# The Perfect Turkey?



## Just a girl (Mar 6, 2008)

Hi Festive Fertility Friends 

I'm 30 years old and would you believe I have never cooked the Turkey on Christmas day  so how do you prepare it so that it doesn't dry out when cooking?  I bought the extra large size from Tesco and its going to take 4hr30mins to cook so any advice/tips would be greatly received 

Thanks xxx


----------



## Stalyvegas (Oct 14, 2007)

Hiya

Good luck with the Turkey....  I tend to prefer a boring old plain turkey rather than the fancy pants soaking in water baths etc...  However with a turkey, esp a huge one like yours I sometimes take off the legs and cook seperately (and for longer) and then the breast is left - so like a turkey crown - and cooked on its own for slightly less time. That way you get a more moist breast, instead of it drying out waiting for the legs to cook.

Breast-wise smother it with butter & a very healthy coating of salt, bit of lemon thyme if you have it - foil on it for the majority of the time and just 30 mins at the end with it off to brown. 

Oh and if yours is frozen leave yourself 24 hours to defrost fully - it sounds like a big boy....  it should go into the oven at room temp. 

Have a nice christmas  
R
xx


----------



## Just a girl (Mar 6, 2008)

Soaking in water baths   ....... clueless 

Your version sounds pretty good to me thankyou , didn't know about going in at room temp either!

Wishing you a nice Christmas too  xxx


----------



## Mish3434 (Dec 14, 2004)

I leave the Turkey cooking to DH.  We always buy a crown and he puts the really large mushroom cups filled with butter under the Turkey skin, which helps to keep the turkey moist.

Good luck
Shelley x


----------



## fuzzier (Oct 31, 2005)

Whenever i've cooked a bigger bird i've always cooked it upside down (breast on bottom of roasting pan) so that all the juices in the cavity soak into the breast meat, then turn it over for the last half hour to brown off.


----------



## Guest (Dec 23, 2009)

AArrrggghhh, just lost a long post!

I like the idea of cooking upside down but how have you got it back the right way up for finishing?  We love the crispy skin which wouldn't happen if we couldn't get it back the right way.

We have always cooked ours in a roasting bag which can be found in any supermarket, near the freezer bags.  Just put a dessert spoon of flour in it and give it a good shake around.  Once the turkey is in, seal it up and then snip it to let the air out when cooking.
We've always done this method,as has my mum and never had dried out turkey from it.

We also 'line' our turkey, as opposed to stuffing.  We get sage and bay leaves out of the garden and mix them with garlic, olive oil, lemon juice, salt and pepper.  DH then rubs this in between the skin and the meat so that it flavours it all but doesn't make it too strong.

We also plan all timings from oven going on to dishing up otherwise I will forget something along the lines as has happened with normal roast dinners!


----------



## fuzzier (Oct 31, 2005)

Hi Glitter i drain off any juices then use a second tin put this over the bird then turn both tins over and take the other tin off this leaves the bird the right way up put the juices back in the tin with the bird in and pop back in oven.

This year as it's only dh ds and myself we've just got a small turkey breast joint/crown.

........

Can you edit the turkey thread between "I'm 30 years" and "(Oct 14, 2007)", inclusive, so that "the supermarket" replaces "Tesco", and write out that passage? The material that comes next has no connection to the turkey thread.

........

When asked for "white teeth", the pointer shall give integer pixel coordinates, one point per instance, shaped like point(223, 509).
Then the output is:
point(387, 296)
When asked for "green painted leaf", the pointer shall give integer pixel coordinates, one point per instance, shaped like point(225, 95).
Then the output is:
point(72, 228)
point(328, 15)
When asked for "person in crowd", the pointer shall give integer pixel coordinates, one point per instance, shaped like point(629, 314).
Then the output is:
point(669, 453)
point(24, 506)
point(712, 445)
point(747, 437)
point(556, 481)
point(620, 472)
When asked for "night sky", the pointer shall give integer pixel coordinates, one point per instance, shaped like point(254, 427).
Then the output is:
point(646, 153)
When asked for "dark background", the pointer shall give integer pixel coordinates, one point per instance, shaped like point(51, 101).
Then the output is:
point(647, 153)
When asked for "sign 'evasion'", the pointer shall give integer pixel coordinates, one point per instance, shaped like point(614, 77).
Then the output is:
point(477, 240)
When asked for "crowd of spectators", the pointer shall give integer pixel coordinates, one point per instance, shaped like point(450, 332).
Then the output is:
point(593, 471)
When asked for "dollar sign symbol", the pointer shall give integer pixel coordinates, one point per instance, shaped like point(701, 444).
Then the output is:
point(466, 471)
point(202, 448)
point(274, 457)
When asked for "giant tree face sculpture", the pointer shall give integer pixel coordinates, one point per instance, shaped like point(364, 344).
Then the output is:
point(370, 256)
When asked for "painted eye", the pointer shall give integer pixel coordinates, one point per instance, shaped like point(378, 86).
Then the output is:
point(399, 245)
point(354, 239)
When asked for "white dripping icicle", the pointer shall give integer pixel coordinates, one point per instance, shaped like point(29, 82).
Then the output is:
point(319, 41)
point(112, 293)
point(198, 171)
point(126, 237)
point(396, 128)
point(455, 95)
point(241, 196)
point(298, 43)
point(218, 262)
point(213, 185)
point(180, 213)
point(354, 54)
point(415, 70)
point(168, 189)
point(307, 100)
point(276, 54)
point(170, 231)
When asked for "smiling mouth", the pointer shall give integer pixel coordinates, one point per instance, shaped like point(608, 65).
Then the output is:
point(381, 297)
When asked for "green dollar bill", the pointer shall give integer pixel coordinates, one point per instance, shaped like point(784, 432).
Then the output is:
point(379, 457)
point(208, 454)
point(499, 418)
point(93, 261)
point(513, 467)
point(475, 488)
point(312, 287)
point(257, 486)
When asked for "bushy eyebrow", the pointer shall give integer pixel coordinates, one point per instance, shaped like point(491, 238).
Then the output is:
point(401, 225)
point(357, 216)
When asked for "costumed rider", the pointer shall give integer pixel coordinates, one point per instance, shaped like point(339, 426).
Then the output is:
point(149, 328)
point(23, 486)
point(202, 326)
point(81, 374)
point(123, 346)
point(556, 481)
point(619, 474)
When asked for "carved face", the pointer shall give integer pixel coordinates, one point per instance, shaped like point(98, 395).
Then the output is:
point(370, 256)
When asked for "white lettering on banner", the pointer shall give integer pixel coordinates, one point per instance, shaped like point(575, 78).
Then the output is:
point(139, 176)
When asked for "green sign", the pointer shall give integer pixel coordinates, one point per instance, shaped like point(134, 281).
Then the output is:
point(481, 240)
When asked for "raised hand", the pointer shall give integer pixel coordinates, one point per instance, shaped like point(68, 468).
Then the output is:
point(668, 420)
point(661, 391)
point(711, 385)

........

## COMPLETE OUTPUT
I'm 30 years old and would you believe I have never cooked the Turkey on Christmas day  so how do you prepare it so that it doesn't dry out when cooking?  I bought the extra large size from the supermarket and its going to take 4hr30mins to cook so any advice/tips would be greatly received 

Thanks xxx


----------



## Stalyvegas (Oct 14, 2007)